◆ **SHORT TASK**
Reproduce the lines of the entries below, from the line with "of the wooden" up to and including the line with "(1108, 459)", and nothing else.

◆ **ENTRIES SUPPLIED**
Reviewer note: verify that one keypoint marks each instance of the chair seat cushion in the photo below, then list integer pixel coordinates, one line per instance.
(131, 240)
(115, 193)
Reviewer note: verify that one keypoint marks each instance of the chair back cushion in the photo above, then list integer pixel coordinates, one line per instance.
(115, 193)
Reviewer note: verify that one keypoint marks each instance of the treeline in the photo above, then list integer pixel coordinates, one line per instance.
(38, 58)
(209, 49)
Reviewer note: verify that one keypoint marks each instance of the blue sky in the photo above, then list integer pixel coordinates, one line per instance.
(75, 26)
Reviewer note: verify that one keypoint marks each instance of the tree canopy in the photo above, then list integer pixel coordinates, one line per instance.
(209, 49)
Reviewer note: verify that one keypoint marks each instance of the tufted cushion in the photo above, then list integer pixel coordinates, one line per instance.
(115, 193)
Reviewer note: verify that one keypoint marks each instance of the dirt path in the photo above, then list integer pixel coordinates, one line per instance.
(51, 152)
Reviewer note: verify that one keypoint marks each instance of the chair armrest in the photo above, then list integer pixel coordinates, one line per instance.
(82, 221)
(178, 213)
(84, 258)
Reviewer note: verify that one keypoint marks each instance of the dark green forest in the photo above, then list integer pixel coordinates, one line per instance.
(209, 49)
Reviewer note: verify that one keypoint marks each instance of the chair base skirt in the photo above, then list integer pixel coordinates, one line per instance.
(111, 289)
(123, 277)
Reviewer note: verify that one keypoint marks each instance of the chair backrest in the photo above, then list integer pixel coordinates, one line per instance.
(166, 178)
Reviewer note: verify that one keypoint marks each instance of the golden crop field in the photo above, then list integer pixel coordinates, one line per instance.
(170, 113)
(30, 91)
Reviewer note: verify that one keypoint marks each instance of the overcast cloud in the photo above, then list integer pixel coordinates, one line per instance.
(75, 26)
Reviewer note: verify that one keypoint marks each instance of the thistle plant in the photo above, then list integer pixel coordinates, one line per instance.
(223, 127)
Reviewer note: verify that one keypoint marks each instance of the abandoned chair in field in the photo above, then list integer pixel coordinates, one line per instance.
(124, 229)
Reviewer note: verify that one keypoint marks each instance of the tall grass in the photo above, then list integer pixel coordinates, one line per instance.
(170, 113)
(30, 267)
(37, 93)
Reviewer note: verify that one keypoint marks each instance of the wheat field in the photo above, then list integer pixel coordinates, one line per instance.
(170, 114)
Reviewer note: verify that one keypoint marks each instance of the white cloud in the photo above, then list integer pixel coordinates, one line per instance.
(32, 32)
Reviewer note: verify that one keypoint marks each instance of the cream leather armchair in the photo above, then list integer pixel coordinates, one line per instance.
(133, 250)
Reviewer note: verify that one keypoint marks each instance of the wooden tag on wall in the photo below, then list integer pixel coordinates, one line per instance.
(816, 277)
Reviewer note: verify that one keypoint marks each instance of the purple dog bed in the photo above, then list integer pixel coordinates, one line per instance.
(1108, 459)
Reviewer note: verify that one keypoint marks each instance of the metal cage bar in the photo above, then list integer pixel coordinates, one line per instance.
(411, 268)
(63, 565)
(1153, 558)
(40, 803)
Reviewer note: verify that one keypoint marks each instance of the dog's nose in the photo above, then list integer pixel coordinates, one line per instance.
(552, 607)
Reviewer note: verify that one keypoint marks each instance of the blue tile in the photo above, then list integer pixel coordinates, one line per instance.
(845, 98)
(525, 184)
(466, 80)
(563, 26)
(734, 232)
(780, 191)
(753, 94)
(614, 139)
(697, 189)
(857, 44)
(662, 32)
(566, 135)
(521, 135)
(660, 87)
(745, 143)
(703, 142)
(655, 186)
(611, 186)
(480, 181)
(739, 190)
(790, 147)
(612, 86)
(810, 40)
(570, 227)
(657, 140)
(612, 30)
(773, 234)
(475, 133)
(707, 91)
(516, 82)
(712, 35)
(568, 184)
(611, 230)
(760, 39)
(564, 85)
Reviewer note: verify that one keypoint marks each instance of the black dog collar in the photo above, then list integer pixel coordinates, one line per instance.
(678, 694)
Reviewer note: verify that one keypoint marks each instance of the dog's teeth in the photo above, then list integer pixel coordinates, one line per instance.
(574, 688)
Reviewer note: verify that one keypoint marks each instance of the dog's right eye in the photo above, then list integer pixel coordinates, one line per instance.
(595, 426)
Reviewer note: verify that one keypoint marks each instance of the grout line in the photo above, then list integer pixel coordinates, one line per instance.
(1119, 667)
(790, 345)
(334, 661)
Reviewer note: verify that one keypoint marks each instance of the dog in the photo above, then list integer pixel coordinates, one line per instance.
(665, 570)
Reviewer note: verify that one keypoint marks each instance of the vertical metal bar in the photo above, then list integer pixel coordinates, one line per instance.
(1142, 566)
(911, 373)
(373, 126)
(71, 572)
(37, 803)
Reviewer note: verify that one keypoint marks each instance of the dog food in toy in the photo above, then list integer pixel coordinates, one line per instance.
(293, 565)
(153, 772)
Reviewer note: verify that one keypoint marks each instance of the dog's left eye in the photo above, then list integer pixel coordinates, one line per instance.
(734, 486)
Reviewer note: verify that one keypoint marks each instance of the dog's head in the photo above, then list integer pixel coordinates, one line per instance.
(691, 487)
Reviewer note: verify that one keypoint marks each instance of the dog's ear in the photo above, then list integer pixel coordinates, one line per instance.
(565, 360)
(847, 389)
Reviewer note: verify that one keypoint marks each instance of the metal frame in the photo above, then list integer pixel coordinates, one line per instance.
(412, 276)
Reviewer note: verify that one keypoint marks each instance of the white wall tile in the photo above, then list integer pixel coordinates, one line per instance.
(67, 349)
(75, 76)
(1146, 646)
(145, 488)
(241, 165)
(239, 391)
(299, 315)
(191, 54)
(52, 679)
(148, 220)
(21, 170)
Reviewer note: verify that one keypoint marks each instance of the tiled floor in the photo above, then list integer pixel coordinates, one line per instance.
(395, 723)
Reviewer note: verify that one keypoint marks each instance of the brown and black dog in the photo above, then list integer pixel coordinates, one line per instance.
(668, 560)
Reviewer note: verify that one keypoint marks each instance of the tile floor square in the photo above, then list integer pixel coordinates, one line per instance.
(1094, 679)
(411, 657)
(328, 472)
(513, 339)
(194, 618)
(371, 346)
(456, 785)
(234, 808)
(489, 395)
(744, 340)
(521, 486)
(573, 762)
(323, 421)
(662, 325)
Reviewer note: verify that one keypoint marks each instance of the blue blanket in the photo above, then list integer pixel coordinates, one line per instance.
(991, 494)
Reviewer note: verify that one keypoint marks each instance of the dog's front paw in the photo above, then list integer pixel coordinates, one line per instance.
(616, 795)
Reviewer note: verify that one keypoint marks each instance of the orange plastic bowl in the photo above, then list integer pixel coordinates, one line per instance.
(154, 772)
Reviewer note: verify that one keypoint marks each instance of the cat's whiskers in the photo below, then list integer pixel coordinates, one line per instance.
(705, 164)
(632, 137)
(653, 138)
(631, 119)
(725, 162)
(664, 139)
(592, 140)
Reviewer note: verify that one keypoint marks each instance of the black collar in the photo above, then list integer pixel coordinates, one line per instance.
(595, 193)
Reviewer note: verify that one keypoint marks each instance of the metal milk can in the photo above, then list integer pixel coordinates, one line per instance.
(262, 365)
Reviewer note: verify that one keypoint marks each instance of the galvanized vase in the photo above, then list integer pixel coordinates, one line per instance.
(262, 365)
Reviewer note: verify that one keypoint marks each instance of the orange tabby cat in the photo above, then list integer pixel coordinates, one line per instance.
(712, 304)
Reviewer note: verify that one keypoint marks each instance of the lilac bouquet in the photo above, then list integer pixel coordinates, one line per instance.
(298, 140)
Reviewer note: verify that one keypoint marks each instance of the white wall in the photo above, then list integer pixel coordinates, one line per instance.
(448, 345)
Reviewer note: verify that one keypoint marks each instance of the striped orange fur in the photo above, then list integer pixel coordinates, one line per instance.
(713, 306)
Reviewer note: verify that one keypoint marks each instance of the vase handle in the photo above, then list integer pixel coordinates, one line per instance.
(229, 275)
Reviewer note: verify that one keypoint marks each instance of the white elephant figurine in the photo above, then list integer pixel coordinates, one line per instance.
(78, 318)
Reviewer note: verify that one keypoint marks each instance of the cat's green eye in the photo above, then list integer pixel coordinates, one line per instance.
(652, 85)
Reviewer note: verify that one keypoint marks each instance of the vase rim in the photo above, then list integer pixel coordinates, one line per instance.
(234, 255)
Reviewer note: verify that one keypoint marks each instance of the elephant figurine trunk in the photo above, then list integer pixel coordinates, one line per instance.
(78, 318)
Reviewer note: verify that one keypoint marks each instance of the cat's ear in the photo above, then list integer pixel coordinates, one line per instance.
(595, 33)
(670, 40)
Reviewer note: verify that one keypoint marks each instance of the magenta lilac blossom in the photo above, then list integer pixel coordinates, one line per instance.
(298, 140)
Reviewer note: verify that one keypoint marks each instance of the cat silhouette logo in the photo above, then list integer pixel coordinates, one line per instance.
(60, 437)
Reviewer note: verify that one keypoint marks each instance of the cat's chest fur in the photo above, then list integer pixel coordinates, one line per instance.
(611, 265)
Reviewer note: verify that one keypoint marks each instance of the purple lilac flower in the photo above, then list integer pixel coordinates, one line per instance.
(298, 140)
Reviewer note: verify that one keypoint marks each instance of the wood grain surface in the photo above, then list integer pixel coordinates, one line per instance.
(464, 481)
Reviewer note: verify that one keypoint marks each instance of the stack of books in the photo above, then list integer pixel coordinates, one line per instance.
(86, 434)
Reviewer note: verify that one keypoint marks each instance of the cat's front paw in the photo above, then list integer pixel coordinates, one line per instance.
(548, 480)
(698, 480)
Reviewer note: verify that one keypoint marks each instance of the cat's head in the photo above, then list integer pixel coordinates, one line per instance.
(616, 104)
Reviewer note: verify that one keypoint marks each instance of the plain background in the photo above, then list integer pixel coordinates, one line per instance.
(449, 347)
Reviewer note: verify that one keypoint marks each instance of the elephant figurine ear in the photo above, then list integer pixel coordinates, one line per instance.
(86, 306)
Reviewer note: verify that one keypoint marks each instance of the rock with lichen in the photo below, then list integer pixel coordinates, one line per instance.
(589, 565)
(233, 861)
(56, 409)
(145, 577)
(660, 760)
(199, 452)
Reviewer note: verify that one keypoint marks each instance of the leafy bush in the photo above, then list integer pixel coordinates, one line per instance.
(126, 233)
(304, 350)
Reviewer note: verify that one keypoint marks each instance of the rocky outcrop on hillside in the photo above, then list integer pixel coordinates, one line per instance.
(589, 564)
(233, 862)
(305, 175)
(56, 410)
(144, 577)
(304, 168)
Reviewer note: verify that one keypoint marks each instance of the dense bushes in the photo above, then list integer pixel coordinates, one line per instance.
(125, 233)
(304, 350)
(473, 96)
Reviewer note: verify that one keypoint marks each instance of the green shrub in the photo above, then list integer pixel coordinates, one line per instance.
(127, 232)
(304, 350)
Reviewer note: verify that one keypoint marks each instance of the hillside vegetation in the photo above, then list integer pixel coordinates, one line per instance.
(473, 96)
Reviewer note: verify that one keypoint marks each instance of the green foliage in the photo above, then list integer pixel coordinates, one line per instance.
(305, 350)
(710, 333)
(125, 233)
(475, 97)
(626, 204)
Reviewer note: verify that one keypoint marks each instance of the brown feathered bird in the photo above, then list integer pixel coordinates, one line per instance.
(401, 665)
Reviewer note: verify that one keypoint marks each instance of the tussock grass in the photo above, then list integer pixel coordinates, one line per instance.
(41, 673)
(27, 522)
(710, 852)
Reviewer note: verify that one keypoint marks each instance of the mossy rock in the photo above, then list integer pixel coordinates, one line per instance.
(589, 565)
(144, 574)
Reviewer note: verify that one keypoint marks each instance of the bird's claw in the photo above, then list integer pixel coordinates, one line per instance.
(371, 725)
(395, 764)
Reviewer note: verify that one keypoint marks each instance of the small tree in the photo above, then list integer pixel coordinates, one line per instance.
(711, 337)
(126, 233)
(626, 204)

◆ **REPLY**
Reviewer note: verify that one keypoint marks each instance of the wooden tag on wall in the photo below, then list integer pixel coordinates, one line per instance.
(816, 277)
Reviewer note: verify that one keypoint marks each instance of the purple dog bed in the photo above, then list integer pixel coordinates, one line per instance.
(1108, 459)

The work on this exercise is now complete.